(Task goal) Reproduce the material below character for character, starting at the line containing "Check that each instance of the background" and ending at the last line of the material.

(Data listing)
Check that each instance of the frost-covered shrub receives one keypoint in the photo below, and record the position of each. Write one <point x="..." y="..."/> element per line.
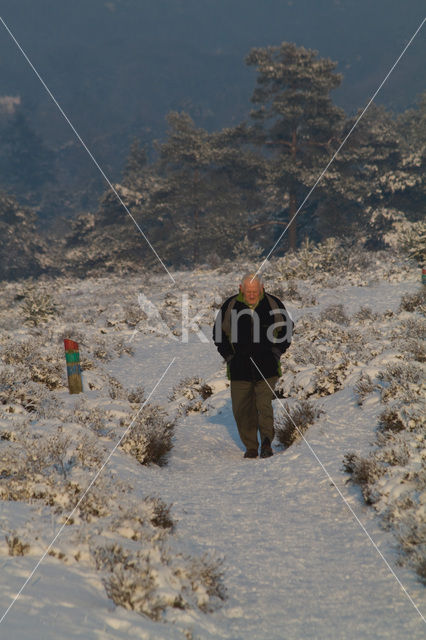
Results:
<point x="365" y="472"/>
<point x="329" y="379"/>
<point x="38" y="306"/>
<point x="400" y="417"/>
<point x="94" y="418"/>
<point x="134" y="314"/>
<point x="191" y="394"/>
<point x="335" y="313"/>
<point x="363" y="387"/>
<point x="40" y="467"/>
<point x="89" y="453"/>
<point x="116" y="389"/>
<point x="16" y="545"/>
<point x="414" y="301"/>
<point x="122" y="346"/>
<point x="415" y="350"/>
<point x="401" y="379"/>
<point x="159" y="513"/>
<point x="102" y="351"/>
<point x="133" y="580"/>
<point x="208" y="573"/>
<point x="294" y="421"/>
<point x="149" y="439"/>
<point x="136" y="395"/>
<point x="365" y="314"/>
<point x="36" y="362"/>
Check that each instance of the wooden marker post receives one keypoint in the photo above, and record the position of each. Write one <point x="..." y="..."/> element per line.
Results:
<point x="72" y="356"/>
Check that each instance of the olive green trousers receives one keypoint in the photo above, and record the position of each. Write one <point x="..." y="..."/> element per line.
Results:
<point x="252" y="409"/>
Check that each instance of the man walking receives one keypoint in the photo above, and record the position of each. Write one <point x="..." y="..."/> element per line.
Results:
<point x="251" y="332"/>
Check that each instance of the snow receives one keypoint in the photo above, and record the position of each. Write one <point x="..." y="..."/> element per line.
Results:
<point x="296" y="562"/>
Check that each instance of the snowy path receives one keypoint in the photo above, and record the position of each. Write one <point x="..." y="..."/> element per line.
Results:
<point x="297" y="565"/>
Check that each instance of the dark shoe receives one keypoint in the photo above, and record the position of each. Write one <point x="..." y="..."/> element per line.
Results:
<point x="266" y="449"/>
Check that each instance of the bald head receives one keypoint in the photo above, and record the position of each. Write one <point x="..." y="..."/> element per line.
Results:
<point x="251" y="287"/>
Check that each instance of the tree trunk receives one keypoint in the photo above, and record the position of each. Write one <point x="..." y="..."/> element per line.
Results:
<point x="292" y="227"/>
<point x="293" y="208"/>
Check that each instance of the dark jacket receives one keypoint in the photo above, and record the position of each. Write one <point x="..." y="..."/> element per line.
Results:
<point x="240" y="336"/>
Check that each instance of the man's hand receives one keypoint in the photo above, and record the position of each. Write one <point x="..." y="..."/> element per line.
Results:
<point x="276" y="352"/>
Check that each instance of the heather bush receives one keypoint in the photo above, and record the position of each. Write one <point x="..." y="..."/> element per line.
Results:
<point x="335" y="313"/>
<point x="414" y="301"/>
<point x="291" y="424"/>
<point x="363" y="387"/>
<point x="149" y="439"/>
<point x="365" y="471"/>
<point x="16" y="545"/>
<point x="191" y="394"/>
<point x="38" y="306"/>
<point x="131" y="580"/>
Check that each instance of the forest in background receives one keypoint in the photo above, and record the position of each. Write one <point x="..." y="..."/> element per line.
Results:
<point x="203" y="196"/>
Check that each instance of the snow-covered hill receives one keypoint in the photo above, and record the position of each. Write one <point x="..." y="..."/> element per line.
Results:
<point x="211" y="545"/>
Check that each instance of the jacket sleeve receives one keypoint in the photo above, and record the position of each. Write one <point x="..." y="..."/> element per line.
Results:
<point x="220" y="339"/>
<point x="284" y="333"/>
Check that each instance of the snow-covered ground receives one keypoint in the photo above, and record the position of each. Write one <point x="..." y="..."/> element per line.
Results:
<point x="296" y="563"/>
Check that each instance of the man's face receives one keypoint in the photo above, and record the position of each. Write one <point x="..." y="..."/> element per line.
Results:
<point x="251" y="290"/>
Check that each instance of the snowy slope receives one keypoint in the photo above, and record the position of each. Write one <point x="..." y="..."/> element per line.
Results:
<point x="296" y="563"/>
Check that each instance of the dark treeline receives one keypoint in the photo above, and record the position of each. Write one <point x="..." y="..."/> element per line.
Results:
<point x="198" y="193"/>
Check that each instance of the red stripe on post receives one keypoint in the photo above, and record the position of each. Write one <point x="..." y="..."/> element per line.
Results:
<point x="70" y="345"/>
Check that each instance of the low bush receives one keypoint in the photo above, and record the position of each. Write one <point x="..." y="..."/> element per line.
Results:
<point x="38" y="306"/>
<point x="414" y="301"/>
<point x="364" y="472"/>
<point x="294" y="422"/>
<point x="149" y="439"/>
<point x="335" y="313"/>
<point x="191" y="394"/>
<point x="363" y="387"/>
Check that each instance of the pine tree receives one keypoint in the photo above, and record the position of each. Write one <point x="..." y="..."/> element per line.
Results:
<point x="23" y="253"/>
<point x="207" y="190"/>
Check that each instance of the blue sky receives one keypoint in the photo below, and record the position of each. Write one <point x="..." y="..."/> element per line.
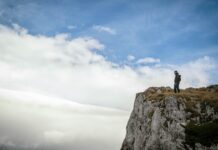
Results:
<point x="174" y="31"/>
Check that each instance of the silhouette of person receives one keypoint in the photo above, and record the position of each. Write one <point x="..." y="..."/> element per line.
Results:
<point x="177" y="82"/>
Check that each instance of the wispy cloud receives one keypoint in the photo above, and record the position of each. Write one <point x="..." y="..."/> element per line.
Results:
<point x="148" y="60"/>
<point x="71" y="27"/>
<point x="100" y="28"/>
<point x="61" y="66"/>
<point x="130" y="57"/>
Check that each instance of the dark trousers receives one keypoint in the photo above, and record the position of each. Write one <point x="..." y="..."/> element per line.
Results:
<point x="176" y="88"/>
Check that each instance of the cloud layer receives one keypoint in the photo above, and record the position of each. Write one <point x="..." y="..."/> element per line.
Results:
<point x="31" y="122"/>
<point x="100" y="28"/>
<point x="73" y="69"/>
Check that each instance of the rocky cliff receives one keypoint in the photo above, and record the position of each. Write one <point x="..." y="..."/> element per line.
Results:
<point x="162" y="120"/>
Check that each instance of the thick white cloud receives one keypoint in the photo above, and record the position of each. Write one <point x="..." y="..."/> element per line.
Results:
<point x="72" y="68"/>
<point x="100" y="28"/>
<point x="31" y="121"/>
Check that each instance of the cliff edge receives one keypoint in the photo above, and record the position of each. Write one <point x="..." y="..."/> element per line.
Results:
<point x="162" y="120"/>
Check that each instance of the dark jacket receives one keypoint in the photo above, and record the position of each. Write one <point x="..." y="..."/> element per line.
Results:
<point x="177" y="78"/>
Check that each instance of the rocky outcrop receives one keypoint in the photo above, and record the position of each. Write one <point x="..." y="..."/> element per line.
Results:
<point x="162" y="120"/>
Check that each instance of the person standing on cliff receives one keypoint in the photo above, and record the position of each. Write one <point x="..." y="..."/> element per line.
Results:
<point x="177" y="82"/>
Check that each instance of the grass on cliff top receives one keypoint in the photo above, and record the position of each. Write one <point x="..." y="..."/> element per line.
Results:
<point x="205" y="134"/>
<point x="191" y="95"/>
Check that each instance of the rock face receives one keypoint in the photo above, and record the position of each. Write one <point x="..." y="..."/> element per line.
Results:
<point x="162" y="120"/>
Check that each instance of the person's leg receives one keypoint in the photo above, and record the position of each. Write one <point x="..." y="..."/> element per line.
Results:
<point x="178" y="88"/>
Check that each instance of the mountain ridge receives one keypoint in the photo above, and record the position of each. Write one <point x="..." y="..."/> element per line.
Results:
<point x="163" y="120"/>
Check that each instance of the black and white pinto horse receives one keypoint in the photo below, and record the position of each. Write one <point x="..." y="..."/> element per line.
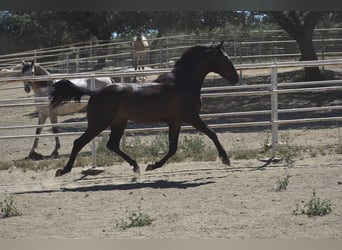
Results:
<point x="43" y="89"/>
<point x="140" y="49"/>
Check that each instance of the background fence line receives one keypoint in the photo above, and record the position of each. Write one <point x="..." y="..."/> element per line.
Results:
<point x="273" y="89"/>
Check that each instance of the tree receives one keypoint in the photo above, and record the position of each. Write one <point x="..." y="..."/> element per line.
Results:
<point x="300" y="26"/>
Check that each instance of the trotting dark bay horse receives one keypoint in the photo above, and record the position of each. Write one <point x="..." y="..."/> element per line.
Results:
<point x="174" y="98"/>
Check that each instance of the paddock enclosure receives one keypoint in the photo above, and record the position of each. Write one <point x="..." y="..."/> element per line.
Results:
<point x="272" y="108"/>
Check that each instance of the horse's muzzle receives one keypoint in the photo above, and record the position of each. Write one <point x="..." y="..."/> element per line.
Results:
<point x="27" y="88"/>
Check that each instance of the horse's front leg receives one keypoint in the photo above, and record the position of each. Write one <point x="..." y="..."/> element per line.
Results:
<point x="174" y="130"/>
<point x="53" y="119"/>
<point x="201" y="126"/>
<point x="33" y="154"/>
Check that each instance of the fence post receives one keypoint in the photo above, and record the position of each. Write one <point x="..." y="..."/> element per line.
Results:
<point x="93" y="142"/>
<point x="274" y="106"/>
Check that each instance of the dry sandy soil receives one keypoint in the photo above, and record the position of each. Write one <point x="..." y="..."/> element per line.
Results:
<point x="185" y="200"/>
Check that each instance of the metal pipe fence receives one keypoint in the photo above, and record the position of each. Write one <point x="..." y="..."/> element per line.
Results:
<point x="272" y="89"/>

(Full response)
Check that each instance of the background fence line receives one keypoint in the photo above, and record the position of each. Write one <point x="..." y="..."/> element per line.
Results:
<point x="273" y="89"/>
Check that each instance of the tree receives one keypoint in the photo above, and record the position of each. Write one <point x="..." y="..."/> element per line.
Results:
<point x="300" y="26"/>
Check that each instance of the trotting dark bay horse receives one keypoint in the photo above, and record the position of each. Write one <point x="..." y="..."/> element per line.
Results:
<point x="174" y="98"/>
Check that each instance of the paddock enclosure receives one keypoint in the photo above, and record the position of each. Write one <point x="..." y="..."/> element per line.
Results:
<point x="272" y="108"/>
Check that each instance of the horse's muzzle receives one keypoint in the photo above, and record the position of each. Write one <point x="..." y="..."/> element per line.
Results:
<point x="27" y="88"/>
Check that each instance of the horse's front leg receives one keypoint in the photo above, and record the position of each. Write one <point x="..." y="..."/> element per line.
Results:
<point x="174" y="130"/>
<point x="53" y="119"/>
<point x="201" y="126"/>
<point x="33" y="154"/>
Check that each instance of the fence post receives one keypoint in the photo above, and record the position of each. Write one <point x="..." y="..."/> element per line.
Results:
<point x="93" y="142"/>
<point x="274" y="106"/>
Check that each instance of the dry sandy soil receives one keypoint in the photo above, and record the position of each. Write one <point x="..." y="..."/> element per line.
Results:
<point x="185" y="200"/>
Check that each instance of the metal pipe fence receives one keypoint in the photo above, and record the position of each. Write one <point x="..." y="..."/> element per line.
Results:
<point x="272" y="89"/>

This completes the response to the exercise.